Problem to solve:
Rewrite the lines below, replacing "positive clicks" with "foreground points" and leaving everything else unchanged.

+-------+

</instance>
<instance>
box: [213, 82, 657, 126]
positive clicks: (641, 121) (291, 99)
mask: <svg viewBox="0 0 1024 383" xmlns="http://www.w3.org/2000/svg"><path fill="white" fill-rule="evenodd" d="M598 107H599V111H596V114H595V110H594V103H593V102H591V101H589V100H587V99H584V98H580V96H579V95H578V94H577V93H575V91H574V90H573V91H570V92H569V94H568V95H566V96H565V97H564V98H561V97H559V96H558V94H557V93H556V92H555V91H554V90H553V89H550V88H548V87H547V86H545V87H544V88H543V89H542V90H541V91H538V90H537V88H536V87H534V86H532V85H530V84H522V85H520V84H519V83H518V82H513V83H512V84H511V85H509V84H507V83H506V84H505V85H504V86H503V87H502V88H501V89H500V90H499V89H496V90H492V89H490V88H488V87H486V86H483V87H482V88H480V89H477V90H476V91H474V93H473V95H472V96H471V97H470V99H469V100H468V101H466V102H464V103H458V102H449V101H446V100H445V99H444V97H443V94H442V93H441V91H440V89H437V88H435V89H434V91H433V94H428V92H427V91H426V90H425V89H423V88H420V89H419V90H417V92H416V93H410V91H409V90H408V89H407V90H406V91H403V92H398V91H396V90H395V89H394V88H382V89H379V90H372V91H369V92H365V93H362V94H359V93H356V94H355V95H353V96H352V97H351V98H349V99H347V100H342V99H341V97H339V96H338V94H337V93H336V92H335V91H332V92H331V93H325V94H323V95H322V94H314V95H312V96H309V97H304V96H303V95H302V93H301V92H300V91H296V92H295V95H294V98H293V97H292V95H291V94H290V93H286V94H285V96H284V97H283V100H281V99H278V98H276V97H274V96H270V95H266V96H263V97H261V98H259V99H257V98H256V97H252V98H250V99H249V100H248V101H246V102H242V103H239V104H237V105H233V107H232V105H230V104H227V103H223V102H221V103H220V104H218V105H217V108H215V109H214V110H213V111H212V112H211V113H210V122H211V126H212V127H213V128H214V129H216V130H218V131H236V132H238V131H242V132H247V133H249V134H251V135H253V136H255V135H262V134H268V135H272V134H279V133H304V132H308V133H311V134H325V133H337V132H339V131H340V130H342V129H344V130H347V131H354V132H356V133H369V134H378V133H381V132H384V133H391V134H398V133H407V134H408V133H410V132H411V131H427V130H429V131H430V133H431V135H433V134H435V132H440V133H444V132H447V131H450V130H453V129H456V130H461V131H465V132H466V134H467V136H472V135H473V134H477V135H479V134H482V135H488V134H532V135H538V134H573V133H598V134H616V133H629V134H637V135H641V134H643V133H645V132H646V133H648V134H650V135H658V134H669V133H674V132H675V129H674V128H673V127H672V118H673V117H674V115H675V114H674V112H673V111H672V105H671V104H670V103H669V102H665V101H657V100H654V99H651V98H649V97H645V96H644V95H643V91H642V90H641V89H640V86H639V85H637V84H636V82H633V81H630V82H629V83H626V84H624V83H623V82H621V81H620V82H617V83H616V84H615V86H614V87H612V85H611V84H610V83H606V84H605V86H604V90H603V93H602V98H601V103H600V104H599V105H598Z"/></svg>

+-------+

Expected output:
</instance>
<instance>
box: [213, 82, 657, 126]
foreground points: (641, 121) (291, 99)
mask: <svg viewBox="0 0 1024 383" xmlns="http://www.w3.org/2000/svg"><path fill="white" fill-rule="evenodd" d="M598 107H599V111H596V114H595V110H594V103H593V102H591V101H589V100H587V99H584V98H580V96H579V95H578V94H577V93H575V91H574V90H573V91H570V92H569V94H568V95H566V96H565V97H564V98H561V97H559V96H558V94H557V93H556V92H555V91H554V90H553V89H550V88H548V87H547V86H545V87H544V88H543V89H542V90H541V91H538V90H537V88H536V87H534V86H532V85H530V84H522V85H520V84H519V83H518V82H513V83H512V84H511V85H509V84H507V83H506V84H505V85H504V86H503V87H502V88H501V89H500V90H499V89H496V90H492V89H490V88H488V87H486V86H483V87H482V88H480V89H477V90H476V91H474V93H473V95H472V96H471V97H470V99H469V100H468V101H466V102H464V103H458V102H449V101H446V100H445V99H444V97H443V94H442V93H441V91H440V89H437V88H435V89H434V91H433V94H428V92H427V91H426V90H425V89H423V88H420V89H419V90H417V92H416V93H410V91H409V90H408V89H407V90H406V91H403V92H398V91H396V90H395V89H394V88H382V89H379V90H372V91H369V92H365V93H362V94H359V93H356V94H355V95H353V96H352V97H351V98H349V99H347V100H342V99H341V97H339V96H338V94H337V93H336V92H335V91H332V92H331V93H325V94H323V95H322V94H314V95H312V96H309V97H304V96H303V95H302V93H301V92H300V91H296V92H295V95H294V98H293V97H292V95H291V94H290V93H286V94H285V96H284V97H283V100H281V99H278V98H276V97H274V96H270V95H266V96H263V97H261V98H259V99H257V98H256V97H252V98H250V99H249V100H248V101H246V102H242V103H239V104H237V105H233V107H232V105H230V104H227V103H223V102H221V103H220V104H218V105H217V108H215V109H214V110H213V111H212V112H211V113H210V122H211V126H212V127H213V128H214V129H216V130H218V131H236V132H238V131H242V132H247V133H249V134H251V135H253V136H255V135H262V134H268V135H272V134H279V133H304V132H308V133H311V134H325V133H337V132H339V131H340V130H342V129H344V130H347V131H354V132H356V133H369V134H378V133H381V132H384V133H391V134H398V133H407V134H408V133H410V132H411V131H427V130H429V131H430V133H431V135H433V134H435V132H440V133H444V132H447V131H450V130H453V129H456V130H461V131H465V132H466V134H467V136H472V135H473V134H477V135H479V134H482V135H488V134H532V135H538V134H573V133H598V134H616V133H629V134H637V135H641V134H643V133H645V132H646V133H648V134H650V135H658V134H669V133H674V132H675V129H674V128H673V127H672V118H673V117H674V115H675V114H674V112H673V111H672V105H671V104H670V103H669V102H665V101H657V100H654V99H651V98H649V97H645V96H644V95H643V91H642V90H641V89H640V86H639V85H637V84H636V82H633V81H630V82H629V83H626V84H624V83H623V82H621V81H620V82H617V83H616V84H615V86H614V87H612V85H611V84H610V83H606V84H605V86H604V90H603V93H602V98H601V103H600V104H599V105H598Z"/></svg>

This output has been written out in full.